1.24 eerste bouwlaag:
de bouwlaag op de begane grond;
 
1.25 erf:
al dan niet bebouwd perceel, of een gedeelte daarvan, dat direct is gelegen bij een gebouw en dat in feitelijk opzicht is ingericht ten dienste van het gebruik van dat gebouw;
 
1.26 functie:
doeleinden ten behoeve waarvan gebruik van gebouwen en/of gronden of aangewezen delen daarvan is toegestaan;
 
1.27 gebouw:
elk bouwwerk, dat een voor mensen toegankelijke, overdekte, geheel of gedeeltelijk met wanden omsloten ruimte vormt;
 
1.28 hoofdgebouw:
een gebouw, dat op een bouwperceel door zijn constructie of afmetingen dan wel gelet op de bestemming als het belangrijkste gebouw op een bouwperceel kan worden aangemerkt;
 
1.29 kelder:
een overdekte, met wanden omsloten, voor mensen toegankelijke ruimte, beneden of tot ten hoogste 0.50 meter boven de kruin van de weg, waaraan het bouwperceel is gelegen;
 
1.30 nutsvoorziening:
bouwwerk ten behoeve van een op het openbaar netwerk aangesloten voorziening, het telecommunicatieverkeer, het openbaar vervoer of het wegverkeer;
 
1.31 ondergeschikt:
een functie waarvoor maximaal 30% van de vloeroppervlakte van het hoofdgebouw als zodanig mag worden gebruikt;
 
1.32 ontsluitingsweg:
een openbare voor het verkeer openstaande weg of pad, met inbegrip van de daarin liggende bruggen en duikers en de tot die weg behorende paden en bermen of zijkanten, betreffende woonstraten waar maximaal 30 km per uur mag worden gereden;
 
1.33 overkapping:
een bouwwerk zonder eigen wanden, dat aan ten minste een deel van één zijde een gesloten wand kent;
 
1.34 peil:
voor bouwwerken: de gemiddelde hoogte van het aansluitende afgewerkte maaiveld.

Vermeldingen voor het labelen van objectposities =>
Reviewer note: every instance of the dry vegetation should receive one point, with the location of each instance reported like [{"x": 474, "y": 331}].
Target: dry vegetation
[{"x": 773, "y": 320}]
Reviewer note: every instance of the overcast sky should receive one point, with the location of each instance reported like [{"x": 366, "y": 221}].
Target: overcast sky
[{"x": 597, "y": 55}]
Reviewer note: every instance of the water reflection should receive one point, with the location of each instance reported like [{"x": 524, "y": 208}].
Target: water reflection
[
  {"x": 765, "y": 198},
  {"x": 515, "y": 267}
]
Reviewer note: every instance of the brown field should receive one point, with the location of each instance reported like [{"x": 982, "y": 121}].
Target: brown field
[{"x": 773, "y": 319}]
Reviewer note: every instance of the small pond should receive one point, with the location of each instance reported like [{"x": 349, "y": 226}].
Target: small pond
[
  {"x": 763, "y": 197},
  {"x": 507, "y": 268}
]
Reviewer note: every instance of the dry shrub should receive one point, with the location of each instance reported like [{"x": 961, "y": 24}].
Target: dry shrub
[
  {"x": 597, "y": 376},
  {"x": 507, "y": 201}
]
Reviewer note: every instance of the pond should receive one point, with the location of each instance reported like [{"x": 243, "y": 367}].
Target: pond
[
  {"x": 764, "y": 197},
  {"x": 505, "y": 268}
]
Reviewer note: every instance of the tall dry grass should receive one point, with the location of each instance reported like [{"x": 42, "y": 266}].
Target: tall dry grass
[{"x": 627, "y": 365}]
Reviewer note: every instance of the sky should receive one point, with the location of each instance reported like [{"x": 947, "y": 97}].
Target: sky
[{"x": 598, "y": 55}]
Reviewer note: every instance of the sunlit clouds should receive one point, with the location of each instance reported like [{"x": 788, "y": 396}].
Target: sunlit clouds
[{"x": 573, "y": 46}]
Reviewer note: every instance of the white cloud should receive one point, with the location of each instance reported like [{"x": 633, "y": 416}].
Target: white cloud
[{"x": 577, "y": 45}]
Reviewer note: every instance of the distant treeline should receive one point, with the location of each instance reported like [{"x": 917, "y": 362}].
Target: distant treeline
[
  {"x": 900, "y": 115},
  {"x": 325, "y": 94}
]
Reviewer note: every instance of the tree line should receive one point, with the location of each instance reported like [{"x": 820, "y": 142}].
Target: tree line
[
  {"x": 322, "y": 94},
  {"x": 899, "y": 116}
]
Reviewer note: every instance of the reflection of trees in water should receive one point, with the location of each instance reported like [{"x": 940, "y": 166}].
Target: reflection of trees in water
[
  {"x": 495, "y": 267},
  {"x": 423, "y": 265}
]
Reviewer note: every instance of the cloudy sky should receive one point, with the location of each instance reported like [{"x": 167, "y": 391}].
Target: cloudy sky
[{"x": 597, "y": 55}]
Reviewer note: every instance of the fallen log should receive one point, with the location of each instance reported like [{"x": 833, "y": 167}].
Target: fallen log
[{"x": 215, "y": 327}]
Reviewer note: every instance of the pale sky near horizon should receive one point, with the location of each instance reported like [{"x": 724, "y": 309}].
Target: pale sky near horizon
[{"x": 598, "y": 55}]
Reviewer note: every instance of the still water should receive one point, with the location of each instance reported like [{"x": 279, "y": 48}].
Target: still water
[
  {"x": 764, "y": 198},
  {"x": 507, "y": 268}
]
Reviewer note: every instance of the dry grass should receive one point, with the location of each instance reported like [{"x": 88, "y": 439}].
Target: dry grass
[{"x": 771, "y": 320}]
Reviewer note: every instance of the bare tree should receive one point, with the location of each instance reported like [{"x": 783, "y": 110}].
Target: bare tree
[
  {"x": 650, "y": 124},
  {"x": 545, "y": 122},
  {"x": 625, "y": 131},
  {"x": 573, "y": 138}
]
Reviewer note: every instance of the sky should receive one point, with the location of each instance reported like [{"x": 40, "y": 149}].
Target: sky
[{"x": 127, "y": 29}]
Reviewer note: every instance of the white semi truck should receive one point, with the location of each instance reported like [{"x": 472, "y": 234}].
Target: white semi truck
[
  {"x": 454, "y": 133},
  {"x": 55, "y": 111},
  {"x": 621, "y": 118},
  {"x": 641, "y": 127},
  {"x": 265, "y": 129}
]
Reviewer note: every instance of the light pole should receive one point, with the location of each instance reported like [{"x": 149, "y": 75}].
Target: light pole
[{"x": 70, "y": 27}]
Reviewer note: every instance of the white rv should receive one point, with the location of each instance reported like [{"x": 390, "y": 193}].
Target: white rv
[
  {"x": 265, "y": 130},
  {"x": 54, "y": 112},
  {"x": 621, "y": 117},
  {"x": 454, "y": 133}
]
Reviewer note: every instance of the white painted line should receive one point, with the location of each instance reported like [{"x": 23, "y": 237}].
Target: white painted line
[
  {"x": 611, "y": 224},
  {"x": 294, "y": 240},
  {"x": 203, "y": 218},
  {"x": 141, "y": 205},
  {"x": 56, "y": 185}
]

Schriftelijke opdracht A =>
Beantwoord de volgende vragen aan de hand van de leestekst:
(i) Welk deel van de vloeroppervlakte van het hoofdgebouw mag ten hoogste worden gebruikt voor een ondergeschikte functie?
(ii) Tot hoeveel meter boven de kruin van de weg mag een ruimte liggen om als kelder te gelden?
(iii) Wat is het peil voor bouwwerken?
Schriftelijke opdracht B =>
Schaal in de vermeldingen de regels van de regel met "Reviewer note: every instance of the white painted" tot en met het einde van de vermeldingen, beide grenzen inbegrepen. Geef uitsluitend deze regels opnieuw, verzoeken inbegrepen, en vermenigvuldig daarbij elke coördinaat in de antwoorden met 2,25, afgerond op hele getallen met halven naar boven. De verzoeken en hun voorbeeldnotatie blijven ongewijzigd.

Resultaat A =>
(i) Maximaal 30% van de vloeroppervlakte van het hoofdgebouw.
(ii) Tot ten hoogste 0.50 meter boven de kruin van de weg.
(iii) De gemiddelde hoogte van het aansluitende afgewerkte maaiveld.

Resultaat B =>
Reviewer note: every instance of the white painted line should receive one point, with the location of each instance reported like [{"x": 23, "y": 237}].
Target: white painted line
[
  {"x": 1375, "y": 504},
  {"x": 662, "y": 540},
  {"x": 457, "y": 491},
  {"x": 317, "y": 461},
  {"x": 126, "y": 416}
]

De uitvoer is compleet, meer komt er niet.